▶ **Set tasks**
A. In the notes, rewrite the passage from "1 (p. 17) [No." up to and including "in November 1530.", renaming "lord chancellor" as "Lord Chancellor".
B. According to the notes, when was the historical Cardinal Wolsey named lord chancellor of England?

▶ **Article**
Modern history


1 (p. 17) [No. 2] “FAREWELL! A LONG FAREWELL, TO ALL MY GREATNESS”: The quotation is from Cardinal Wolsey’s speech in Shakespeare’s Henry VIII (act 3, scene 2), when Wolsey suddenly recognizes his imminent downfall. The historical Cardinal Wolsey (c. 1475-1530) was named lord chancellor of England in December 1515, stripped of the title in October 1529, and arrested for high treason in November 1530.

2 (p. 30) [No. 6] The celebrated Pericles, in compliance with the resentments of a prostitute,.. attacked, vanquished, and destroyed the city of the Samnians: Aspasia, referred to in Hamilton’s note, was the mistress of Pericles (c.495-429 B.C.), an Athenian statesman. She was not an Athenian citizen and so could not marry Pericles under Athenian Solanic law until he received special legal dispensation to make her his wife, which he did. She was a consort, or hetairi, not a prostitute. (The Greek term for prostitutes was pornai, the root of our word “pornography.”) The deep-seated hostilities between Samos, a competitor in sea power, and Athens had little to do with Aspasia or her relation to Pericles. (Hamilton means “Samians,” from his source in Plutarch, when he refers to “Samnians.”)

▶ **Entries supplied**
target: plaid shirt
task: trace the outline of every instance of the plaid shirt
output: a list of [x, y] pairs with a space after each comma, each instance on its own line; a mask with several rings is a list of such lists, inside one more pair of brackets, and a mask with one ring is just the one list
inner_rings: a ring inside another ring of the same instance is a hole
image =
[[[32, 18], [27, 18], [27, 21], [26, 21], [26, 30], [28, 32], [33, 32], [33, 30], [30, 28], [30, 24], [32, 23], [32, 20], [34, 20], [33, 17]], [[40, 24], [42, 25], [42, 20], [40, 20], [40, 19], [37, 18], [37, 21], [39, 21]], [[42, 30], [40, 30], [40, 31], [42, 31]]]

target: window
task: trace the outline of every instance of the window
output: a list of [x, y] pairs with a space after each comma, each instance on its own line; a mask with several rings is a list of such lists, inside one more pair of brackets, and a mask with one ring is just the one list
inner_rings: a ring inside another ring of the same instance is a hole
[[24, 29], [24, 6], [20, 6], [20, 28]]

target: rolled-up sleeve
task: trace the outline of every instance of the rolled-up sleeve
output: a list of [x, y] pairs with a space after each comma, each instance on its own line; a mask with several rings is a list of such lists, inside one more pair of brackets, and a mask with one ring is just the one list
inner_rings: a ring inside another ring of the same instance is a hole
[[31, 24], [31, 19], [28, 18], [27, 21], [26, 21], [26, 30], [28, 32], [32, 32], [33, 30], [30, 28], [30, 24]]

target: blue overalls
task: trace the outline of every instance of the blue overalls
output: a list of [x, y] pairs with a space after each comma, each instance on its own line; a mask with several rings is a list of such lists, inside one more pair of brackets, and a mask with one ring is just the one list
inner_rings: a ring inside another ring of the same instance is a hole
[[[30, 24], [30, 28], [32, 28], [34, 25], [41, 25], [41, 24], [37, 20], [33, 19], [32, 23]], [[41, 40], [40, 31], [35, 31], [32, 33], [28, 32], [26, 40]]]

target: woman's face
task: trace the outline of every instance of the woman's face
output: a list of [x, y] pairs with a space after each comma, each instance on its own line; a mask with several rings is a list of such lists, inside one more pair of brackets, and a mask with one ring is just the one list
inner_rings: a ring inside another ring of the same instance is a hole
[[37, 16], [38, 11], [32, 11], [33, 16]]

▶ **Answers for the exercise**
A.
1 (p. 17) [No. 2] “FAREWELL! A LONG FAREWELL, TO ALL MY GREATNESS”: The quotation is from Cardinal Wolsey’s speech in Shakespeare’s Henry VIII (act 3, scene 2), when Wolsey suddenly recognizes his imminent downfall. The historical Cardinal Wolsey (c. 1475-1530) was named Lord Chancellor of England in December 1515, stripped of the title in October 1529, and arrested for high treason in November 1530.

B. In December 1515.